Task requirements
Render the lines of the source data below, from the first one through the line containing "note: several rings", inclusive, as a Markdown table with columns No. and Line, skipping any blank lines.

Source data:
---+---

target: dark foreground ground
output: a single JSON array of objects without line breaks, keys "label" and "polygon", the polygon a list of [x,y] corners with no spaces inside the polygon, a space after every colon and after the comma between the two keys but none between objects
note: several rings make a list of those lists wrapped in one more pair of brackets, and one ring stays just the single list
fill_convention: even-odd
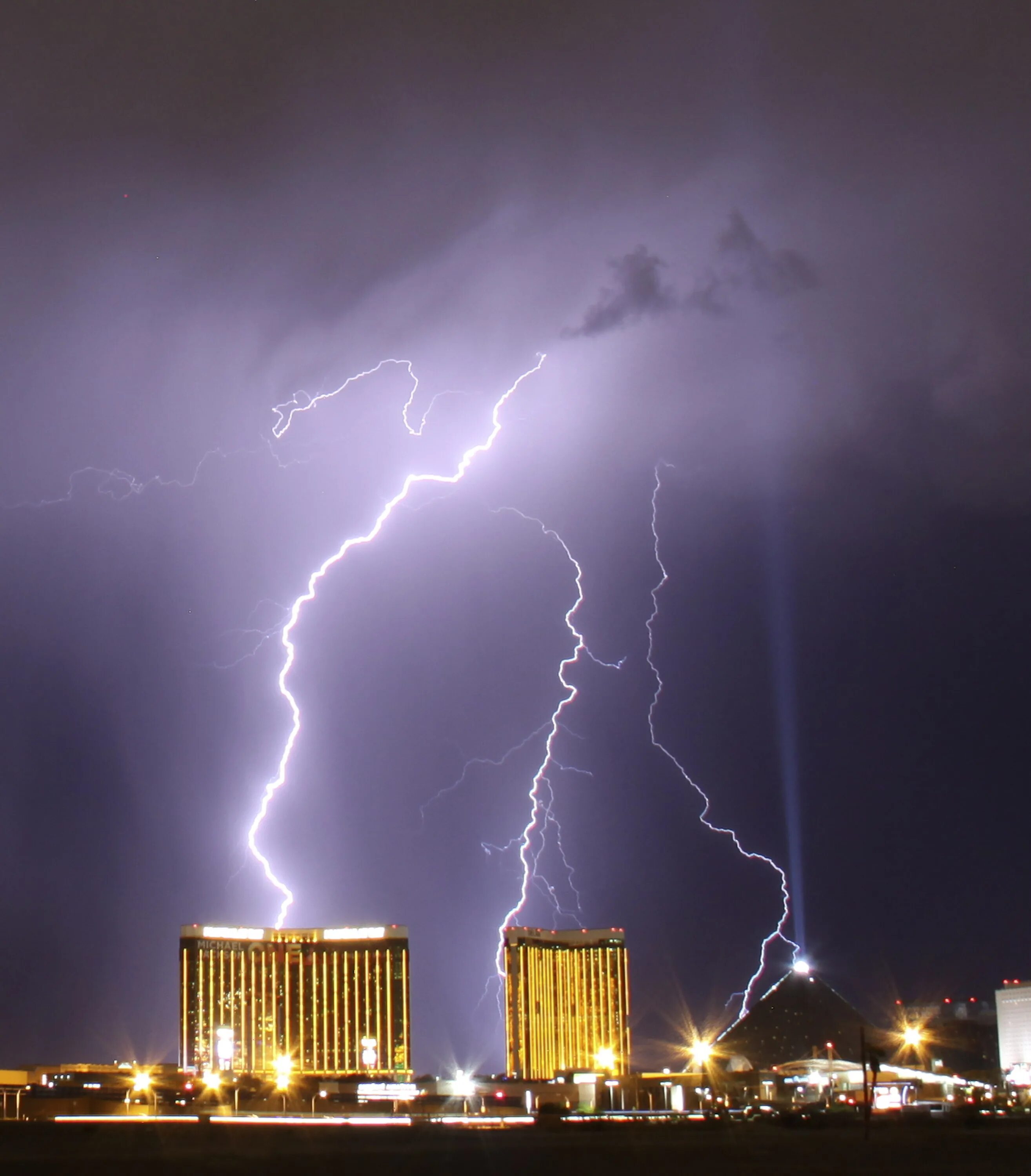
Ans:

---+---

Full answer
| No. | Line |
|---|---|
| 1 | target: dark foreground ground |
| 2 | output: a single JSON array of objects without line breaks, keys "label" and "polygon", the polygon a list of [x,y] corners with no spaces inside the polygon, a space after every colon and after the comma between the two keys but none between objects |
| 3 | note: several rings make a list of those lists wrapped in one more pair of brackets, and one ring stays just the single list |